● **Reading text**
The column names are prefixed with 'q' to denote question IDs. The pivoted DataFrame is then saved to a new CSV file with a filename prefixed by 'pivot_n_'. The function concludes by printing the name of the newly saved file.
pivot_data_text(filename): Similar to pivot_data_numeric, but pivots text responses instead. It processes and pivots the dataset to structure text survey responses in a wide format, follows the same file existence check, reading, and pivoting process, but focuses on answer_text values. The output file is named with a 'pivot_t_' prefix, and the function notifies the user of the successfully saved file.
recode_missing_values(input_data): Recodes missing values in a dataset with NaN (Not a Number). This function supports both CSV and Excel files. It identifies missing values based on a predefined list ([-99, -98, -97]) and uses pandas to read the file, recoding occurrences of these values with NaN. The function raises a ValueError if the input file is not in one of the supported formats.

● **Provided records**

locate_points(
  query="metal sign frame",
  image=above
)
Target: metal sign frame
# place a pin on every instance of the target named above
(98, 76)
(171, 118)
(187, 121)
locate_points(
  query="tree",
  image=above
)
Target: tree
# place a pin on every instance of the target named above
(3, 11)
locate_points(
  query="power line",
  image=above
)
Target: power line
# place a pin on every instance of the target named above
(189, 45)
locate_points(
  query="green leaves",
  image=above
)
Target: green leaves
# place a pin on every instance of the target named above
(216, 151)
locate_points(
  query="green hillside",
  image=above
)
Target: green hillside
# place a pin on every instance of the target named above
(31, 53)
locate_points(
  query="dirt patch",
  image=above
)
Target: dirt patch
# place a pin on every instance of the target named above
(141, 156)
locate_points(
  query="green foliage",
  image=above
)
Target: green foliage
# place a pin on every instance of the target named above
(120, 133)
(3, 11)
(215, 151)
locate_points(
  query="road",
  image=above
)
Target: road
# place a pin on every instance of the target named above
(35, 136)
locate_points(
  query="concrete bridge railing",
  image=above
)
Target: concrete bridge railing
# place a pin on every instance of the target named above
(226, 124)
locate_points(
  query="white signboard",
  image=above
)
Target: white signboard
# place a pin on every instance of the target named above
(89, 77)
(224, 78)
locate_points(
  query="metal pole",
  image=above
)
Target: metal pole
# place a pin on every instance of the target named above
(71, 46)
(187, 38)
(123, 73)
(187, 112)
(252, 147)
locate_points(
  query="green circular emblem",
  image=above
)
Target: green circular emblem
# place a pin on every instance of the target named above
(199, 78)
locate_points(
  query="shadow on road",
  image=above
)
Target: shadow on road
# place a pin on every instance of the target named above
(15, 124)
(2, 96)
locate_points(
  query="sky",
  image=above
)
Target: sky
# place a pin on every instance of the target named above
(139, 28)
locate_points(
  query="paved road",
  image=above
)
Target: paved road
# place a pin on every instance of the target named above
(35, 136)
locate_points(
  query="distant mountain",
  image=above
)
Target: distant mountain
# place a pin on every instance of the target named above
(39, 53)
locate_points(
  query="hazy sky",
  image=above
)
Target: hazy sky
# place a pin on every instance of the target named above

● **Objective A**
In the survey-data function descriptions, why are the column names of the pivoted DataFrame given a 'q' prefix?
● **Objective B**
Pick up the survey-data function descriptions after their last sentence and carry them forward.

● **Exercise result A**
The 'q' prefix marks each column name as a question ID.

● **Exercise result B**
create_codebook(df): Generates a codebook from a DataFrame containing survey data. The function selects relevant columns (question_concept_id, question, answer_concept_id, answer_numeric, answer_text), removes duplicates, and sorts the entries by question_concept_id to create the codebook DataFrame. This DataFrame is returned for further use or inspection.
print_codebook(codebook_df): Prints the provided codebook DataFrame in a readable format. It attempts to use the tabulate library to print the DataFrame with headers, formatted as an SQL-style table. If tabulate is not installed, it falls back to pandas' built-in printing options, adjusting the display settings to ensure that all data is visible without truncation. This function is useful for displaying the codebook in a terminal or other environments where a visual representation of the DataFrame is beneficial.